# Provided data
========

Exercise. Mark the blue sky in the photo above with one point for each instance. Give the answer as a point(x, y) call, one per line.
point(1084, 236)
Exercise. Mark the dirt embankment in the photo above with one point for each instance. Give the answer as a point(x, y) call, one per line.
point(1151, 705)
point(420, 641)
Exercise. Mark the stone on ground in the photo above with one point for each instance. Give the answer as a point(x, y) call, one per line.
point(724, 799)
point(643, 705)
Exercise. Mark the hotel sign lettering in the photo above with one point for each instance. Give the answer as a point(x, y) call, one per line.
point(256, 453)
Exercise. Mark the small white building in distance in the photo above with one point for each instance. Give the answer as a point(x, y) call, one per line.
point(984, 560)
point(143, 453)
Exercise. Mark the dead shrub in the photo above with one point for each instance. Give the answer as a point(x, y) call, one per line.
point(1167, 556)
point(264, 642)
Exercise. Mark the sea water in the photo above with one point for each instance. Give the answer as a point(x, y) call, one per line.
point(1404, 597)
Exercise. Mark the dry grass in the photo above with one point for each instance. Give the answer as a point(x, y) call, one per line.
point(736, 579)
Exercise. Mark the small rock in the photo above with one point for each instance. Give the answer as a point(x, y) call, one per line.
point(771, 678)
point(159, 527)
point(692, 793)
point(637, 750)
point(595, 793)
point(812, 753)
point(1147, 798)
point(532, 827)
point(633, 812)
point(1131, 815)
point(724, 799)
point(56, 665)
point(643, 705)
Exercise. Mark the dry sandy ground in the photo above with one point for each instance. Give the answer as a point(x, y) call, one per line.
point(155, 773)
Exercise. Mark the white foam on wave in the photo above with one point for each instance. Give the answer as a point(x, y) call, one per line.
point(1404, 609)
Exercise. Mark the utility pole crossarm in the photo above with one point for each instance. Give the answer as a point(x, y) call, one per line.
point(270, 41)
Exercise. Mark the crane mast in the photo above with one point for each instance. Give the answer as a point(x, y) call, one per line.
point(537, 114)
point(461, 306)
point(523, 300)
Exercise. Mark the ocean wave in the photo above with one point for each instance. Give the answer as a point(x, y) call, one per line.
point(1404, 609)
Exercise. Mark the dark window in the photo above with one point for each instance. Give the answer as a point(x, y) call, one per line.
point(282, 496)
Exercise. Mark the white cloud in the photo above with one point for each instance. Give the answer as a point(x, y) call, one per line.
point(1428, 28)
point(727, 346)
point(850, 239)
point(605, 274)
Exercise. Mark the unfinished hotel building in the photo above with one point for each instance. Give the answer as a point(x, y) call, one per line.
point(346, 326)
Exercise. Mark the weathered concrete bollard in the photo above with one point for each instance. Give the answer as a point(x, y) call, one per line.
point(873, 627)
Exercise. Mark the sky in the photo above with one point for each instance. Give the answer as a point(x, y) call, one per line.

========

Would you please set down the lines from the one with "Exercise. Mark the crane" to the end of the data above, exactly and without any other lines?

# Answer space
Exercise. Mark the crane mast in the photo above with one point for each instance. Give the answer as a point(x, y) call, one per line.
point(537, 114)
point(461, 306)
point(523, 300)
Exercise. Mark the ocean wave in the photo above with one point for each instance. Give the answer as a point(x, y) call, one per line.
point(1404, 609)
Exercise. Mark the dark window in the photo above with one point for each instance. Give the answer as a point(x, y) call, one per line.
point(282, 496)
Exercise. Mark the white cloud in the photo above with one point for each instance. Give the answer as a point(x, y) call, one per line.
point(1428, 28)
point(727, 346)
point(850, 239)
point(605, 274)
Exercise. Mark the unfinished hotel building in the photo above with one point for each instance. Give the answer as a point(x, y) call, one per line.
point(346, 326)
Exercise. Mark the weathered concrete bollard in the photo above with one point for each instance. Give the answer as a point(x, y) call, one per line.
point(873, 627)
Exercise. Mark the sky in the photo above with one point for each instance. Give the answer as a point(x, y) call, one per line.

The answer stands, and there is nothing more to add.